◆ Saved data entries:

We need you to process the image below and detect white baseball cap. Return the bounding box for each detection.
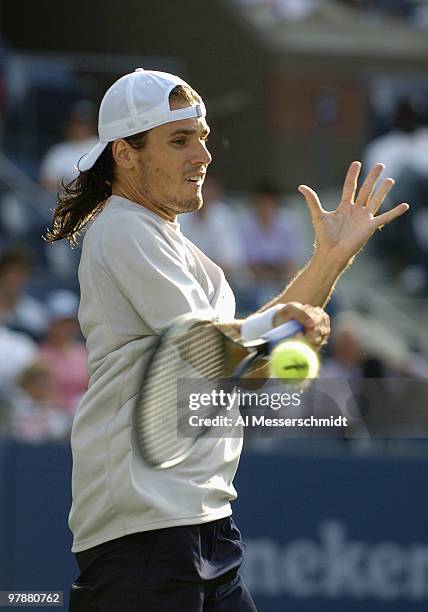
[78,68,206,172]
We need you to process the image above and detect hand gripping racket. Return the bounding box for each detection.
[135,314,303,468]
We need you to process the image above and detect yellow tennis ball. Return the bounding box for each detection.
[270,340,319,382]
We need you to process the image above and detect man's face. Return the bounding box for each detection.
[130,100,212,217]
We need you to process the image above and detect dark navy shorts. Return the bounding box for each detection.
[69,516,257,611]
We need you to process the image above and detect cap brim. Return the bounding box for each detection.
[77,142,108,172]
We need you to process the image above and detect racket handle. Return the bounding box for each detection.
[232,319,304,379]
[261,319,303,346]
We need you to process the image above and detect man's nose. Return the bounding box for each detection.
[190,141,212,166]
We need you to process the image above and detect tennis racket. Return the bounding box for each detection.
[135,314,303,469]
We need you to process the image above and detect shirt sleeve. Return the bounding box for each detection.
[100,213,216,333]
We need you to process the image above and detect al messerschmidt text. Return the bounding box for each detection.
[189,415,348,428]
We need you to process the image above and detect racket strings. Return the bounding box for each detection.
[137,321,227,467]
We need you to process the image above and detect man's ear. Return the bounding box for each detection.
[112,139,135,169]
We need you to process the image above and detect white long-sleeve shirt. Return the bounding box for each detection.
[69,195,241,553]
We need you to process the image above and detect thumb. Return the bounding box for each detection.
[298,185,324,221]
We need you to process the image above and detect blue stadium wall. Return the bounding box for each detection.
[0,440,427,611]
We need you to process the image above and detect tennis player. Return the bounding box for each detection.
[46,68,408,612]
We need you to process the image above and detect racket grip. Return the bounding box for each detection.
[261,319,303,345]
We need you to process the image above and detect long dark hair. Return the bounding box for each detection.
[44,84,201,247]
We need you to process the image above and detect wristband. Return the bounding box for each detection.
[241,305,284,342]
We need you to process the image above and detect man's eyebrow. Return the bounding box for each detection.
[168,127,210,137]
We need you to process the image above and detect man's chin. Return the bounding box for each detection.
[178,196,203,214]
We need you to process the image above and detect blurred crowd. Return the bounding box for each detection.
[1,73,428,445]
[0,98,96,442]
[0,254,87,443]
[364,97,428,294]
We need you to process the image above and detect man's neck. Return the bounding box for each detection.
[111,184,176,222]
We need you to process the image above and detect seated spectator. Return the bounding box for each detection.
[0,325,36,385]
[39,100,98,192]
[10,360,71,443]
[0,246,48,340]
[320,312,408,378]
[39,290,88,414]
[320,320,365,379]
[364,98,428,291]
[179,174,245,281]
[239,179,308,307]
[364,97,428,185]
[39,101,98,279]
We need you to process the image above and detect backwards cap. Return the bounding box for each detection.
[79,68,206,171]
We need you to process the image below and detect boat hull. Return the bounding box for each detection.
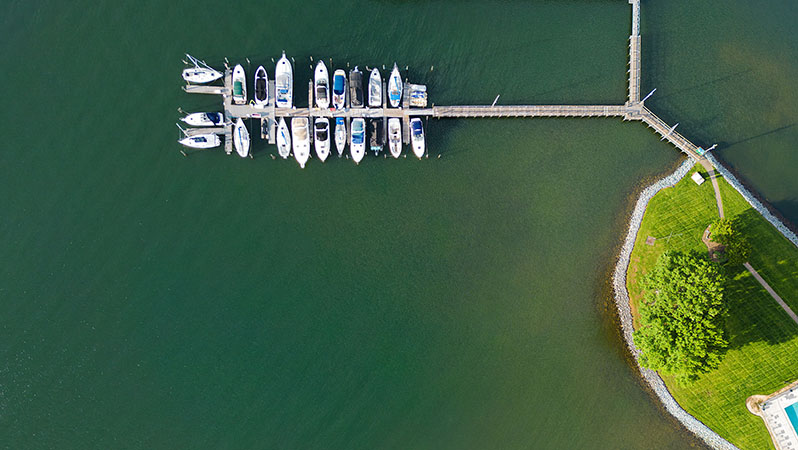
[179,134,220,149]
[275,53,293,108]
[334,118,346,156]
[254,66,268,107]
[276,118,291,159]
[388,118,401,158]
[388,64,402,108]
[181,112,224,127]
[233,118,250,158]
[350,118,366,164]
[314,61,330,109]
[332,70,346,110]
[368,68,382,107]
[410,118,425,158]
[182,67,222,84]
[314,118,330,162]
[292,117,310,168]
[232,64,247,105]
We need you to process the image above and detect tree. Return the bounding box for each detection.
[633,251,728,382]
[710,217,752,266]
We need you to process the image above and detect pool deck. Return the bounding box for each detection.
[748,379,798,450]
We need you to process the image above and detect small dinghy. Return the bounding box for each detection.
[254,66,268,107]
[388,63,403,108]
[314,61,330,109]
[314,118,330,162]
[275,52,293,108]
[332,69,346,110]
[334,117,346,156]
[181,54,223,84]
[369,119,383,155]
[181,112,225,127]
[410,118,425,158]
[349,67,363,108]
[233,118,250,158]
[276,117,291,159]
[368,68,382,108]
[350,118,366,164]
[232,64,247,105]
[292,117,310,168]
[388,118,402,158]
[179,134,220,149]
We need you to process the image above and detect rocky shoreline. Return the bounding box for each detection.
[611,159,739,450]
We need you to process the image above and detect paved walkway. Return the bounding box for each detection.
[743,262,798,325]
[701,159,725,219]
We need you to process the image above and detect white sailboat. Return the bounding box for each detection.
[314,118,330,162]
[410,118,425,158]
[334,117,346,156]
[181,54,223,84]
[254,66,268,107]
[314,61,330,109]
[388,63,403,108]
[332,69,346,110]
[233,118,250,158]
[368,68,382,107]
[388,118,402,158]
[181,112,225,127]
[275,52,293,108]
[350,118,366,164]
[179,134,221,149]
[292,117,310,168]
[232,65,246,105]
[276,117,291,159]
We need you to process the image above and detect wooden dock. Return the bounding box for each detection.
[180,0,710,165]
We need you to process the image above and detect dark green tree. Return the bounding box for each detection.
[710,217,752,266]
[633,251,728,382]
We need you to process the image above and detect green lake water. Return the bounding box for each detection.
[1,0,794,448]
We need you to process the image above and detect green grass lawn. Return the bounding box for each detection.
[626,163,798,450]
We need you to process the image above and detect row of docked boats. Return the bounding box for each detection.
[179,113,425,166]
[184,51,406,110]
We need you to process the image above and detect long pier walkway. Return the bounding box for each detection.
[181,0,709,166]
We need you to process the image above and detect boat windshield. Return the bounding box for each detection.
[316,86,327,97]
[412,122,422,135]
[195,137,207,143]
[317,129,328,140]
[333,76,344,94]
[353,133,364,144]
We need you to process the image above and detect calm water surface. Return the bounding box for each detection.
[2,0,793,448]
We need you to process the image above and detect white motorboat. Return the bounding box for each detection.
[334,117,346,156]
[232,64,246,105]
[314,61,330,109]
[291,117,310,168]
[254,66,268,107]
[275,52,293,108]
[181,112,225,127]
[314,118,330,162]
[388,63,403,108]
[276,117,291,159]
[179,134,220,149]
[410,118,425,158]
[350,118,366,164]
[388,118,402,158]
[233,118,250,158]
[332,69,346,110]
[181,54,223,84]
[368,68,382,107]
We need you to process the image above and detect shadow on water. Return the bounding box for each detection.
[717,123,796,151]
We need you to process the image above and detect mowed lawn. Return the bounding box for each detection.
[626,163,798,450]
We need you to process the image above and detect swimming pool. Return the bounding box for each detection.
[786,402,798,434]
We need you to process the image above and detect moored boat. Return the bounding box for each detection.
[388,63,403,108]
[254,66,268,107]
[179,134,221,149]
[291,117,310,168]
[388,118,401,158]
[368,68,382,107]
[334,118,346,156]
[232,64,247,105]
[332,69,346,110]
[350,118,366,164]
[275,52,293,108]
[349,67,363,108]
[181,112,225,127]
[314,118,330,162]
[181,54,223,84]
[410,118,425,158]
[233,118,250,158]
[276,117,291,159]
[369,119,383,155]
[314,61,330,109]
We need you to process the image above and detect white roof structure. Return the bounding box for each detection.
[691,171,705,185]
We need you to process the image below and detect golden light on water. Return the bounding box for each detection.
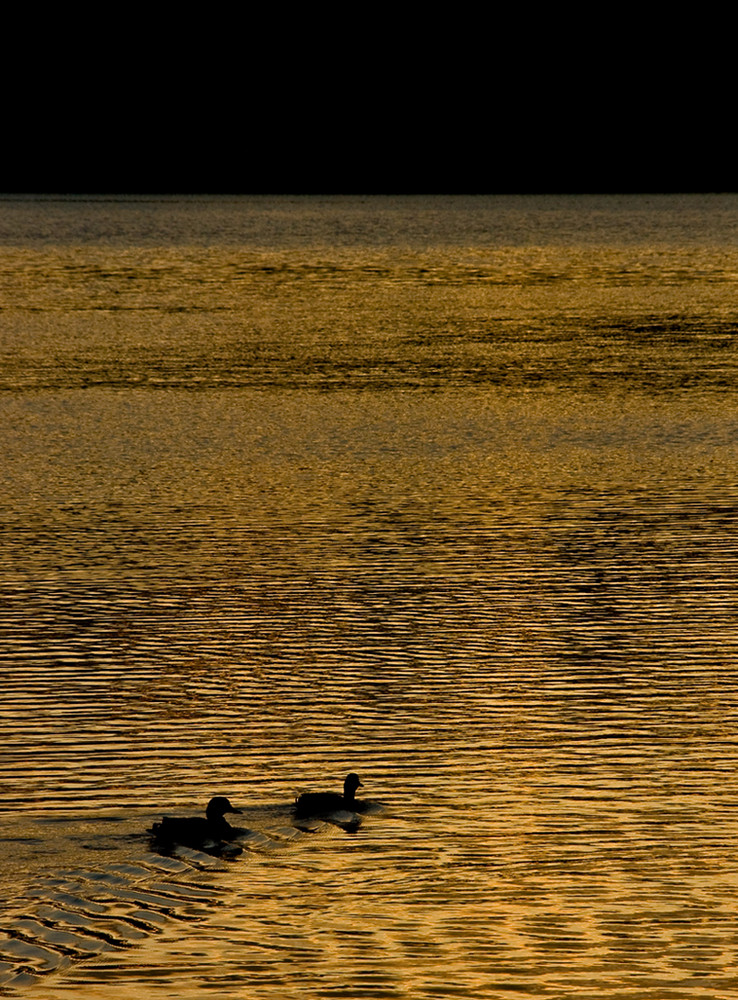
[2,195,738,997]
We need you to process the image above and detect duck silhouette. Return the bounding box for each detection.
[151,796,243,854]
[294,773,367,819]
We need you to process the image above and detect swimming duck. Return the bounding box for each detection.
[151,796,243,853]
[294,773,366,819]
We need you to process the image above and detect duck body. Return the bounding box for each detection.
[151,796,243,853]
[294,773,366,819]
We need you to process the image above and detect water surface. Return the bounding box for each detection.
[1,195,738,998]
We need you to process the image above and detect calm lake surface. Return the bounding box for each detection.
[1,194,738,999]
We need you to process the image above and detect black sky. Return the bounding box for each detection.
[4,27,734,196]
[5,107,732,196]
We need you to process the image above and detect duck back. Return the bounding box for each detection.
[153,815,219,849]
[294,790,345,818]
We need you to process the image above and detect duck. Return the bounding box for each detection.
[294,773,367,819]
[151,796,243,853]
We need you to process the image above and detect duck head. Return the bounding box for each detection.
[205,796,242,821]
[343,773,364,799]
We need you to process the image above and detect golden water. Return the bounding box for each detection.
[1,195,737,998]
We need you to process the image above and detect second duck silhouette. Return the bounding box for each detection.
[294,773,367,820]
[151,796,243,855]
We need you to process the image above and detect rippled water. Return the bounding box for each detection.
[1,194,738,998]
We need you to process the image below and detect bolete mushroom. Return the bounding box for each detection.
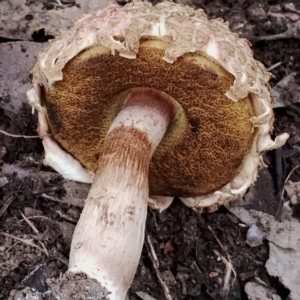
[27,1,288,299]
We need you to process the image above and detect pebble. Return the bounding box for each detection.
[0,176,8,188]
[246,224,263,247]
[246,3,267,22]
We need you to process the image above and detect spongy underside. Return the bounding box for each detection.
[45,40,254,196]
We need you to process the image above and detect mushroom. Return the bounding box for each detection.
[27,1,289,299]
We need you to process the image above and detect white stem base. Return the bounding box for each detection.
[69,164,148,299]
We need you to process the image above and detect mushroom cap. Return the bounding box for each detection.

◆ EXERCISE DESCRIPTION: Once the line containing "We need you to process the image below and detect bolete" is found, it and every line through the end of the records above should be output exactly, with no pictures.

◆ SOLUTION FOR THIS EXERCISE:
We need you to process the image below and detect bolete mushroom. Return the bounding box for each detection.
[27,1,288,299]
We need you to process the image above and detect pebble. Return the bounding box for each detection.
[0,176,8,188]
[246,224,263,247]
[246,3,267,22]
We need you to process the image above and detect spongy underside. Return the bounding box for each detection.
[45,40,254,196]
We need you to process the image above and detect mushroom. Return the bounding box for each detection.
[27,1,289,299]
We need you to process the image above and detect white stem base. Return the bounding box for each detection.
[69,164,148,299]
We need you to process the image above and detect mushroom cap. Return the bounding box for each detection.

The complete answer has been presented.